**MATERIAL FOR THIS TASK**.
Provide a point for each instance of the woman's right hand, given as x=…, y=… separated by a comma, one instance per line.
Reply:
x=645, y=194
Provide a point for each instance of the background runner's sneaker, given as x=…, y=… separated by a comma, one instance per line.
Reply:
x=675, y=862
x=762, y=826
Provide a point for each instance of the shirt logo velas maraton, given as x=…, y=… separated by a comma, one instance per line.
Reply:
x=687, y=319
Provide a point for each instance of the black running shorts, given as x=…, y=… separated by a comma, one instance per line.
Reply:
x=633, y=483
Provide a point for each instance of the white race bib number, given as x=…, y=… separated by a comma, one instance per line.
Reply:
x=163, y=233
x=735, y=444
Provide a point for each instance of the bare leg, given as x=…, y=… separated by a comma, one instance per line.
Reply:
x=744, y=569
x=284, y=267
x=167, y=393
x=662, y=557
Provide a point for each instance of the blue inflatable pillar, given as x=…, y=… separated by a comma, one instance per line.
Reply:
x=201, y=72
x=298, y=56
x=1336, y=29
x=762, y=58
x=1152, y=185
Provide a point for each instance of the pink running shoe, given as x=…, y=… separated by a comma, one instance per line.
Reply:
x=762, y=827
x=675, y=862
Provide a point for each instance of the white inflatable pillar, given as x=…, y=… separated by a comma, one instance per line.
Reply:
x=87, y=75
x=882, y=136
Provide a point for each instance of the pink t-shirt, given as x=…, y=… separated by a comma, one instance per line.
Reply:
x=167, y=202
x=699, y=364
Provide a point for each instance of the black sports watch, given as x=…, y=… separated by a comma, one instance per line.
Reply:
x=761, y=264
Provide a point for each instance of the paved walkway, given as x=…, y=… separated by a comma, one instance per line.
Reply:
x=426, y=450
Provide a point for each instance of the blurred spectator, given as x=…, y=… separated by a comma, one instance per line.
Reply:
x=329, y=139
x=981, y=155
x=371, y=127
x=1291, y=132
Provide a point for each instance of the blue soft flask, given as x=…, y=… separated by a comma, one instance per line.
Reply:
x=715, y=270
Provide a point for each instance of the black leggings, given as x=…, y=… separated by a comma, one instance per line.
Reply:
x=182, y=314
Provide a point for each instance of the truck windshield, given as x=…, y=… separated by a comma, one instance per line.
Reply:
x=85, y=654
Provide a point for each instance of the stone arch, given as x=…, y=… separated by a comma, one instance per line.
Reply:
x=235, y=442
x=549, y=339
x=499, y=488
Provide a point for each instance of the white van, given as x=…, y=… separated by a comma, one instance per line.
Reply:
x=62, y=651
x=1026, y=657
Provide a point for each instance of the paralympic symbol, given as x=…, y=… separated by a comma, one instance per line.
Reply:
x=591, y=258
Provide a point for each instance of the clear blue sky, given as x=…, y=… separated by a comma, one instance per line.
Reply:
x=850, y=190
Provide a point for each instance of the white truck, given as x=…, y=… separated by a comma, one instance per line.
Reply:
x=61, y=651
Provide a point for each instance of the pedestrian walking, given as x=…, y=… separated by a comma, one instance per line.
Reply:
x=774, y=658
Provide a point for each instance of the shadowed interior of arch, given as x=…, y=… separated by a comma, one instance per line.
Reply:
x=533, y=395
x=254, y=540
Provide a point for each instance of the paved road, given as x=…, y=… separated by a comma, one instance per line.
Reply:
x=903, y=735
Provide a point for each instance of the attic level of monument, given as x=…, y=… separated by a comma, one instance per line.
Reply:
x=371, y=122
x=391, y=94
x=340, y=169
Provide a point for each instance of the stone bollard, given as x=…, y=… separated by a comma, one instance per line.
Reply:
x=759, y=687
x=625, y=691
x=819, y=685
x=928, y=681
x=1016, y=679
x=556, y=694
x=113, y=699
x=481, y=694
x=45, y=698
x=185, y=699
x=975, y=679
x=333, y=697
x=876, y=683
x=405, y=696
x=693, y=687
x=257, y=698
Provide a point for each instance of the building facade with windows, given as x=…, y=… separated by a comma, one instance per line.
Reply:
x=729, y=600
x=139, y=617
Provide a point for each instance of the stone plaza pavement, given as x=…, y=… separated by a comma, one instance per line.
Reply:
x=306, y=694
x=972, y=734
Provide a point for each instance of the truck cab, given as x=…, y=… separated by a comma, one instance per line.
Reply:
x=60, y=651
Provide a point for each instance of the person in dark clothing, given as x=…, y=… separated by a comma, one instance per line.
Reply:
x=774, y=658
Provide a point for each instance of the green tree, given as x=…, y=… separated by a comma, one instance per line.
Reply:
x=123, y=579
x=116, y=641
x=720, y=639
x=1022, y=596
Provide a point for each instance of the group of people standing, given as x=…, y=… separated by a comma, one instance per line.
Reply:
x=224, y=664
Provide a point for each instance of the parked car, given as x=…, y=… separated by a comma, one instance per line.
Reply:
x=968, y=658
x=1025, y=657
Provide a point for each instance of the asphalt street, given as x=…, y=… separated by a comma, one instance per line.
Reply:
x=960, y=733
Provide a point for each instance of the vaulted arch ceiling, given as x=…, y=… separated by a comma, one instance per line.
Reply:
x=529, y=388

**WHAT YOU SHOULD DO**.
Each line in the material with "paved" in it must be reported.

**PROBLEM SOLUTION**.
Provide a point for each instance of the paved walkway, given as x=…, y=… separated by a comma, one instance per line.
Provide a point for each instance of the paved road, given as x=…, y=… separated by a comma, one instance per line.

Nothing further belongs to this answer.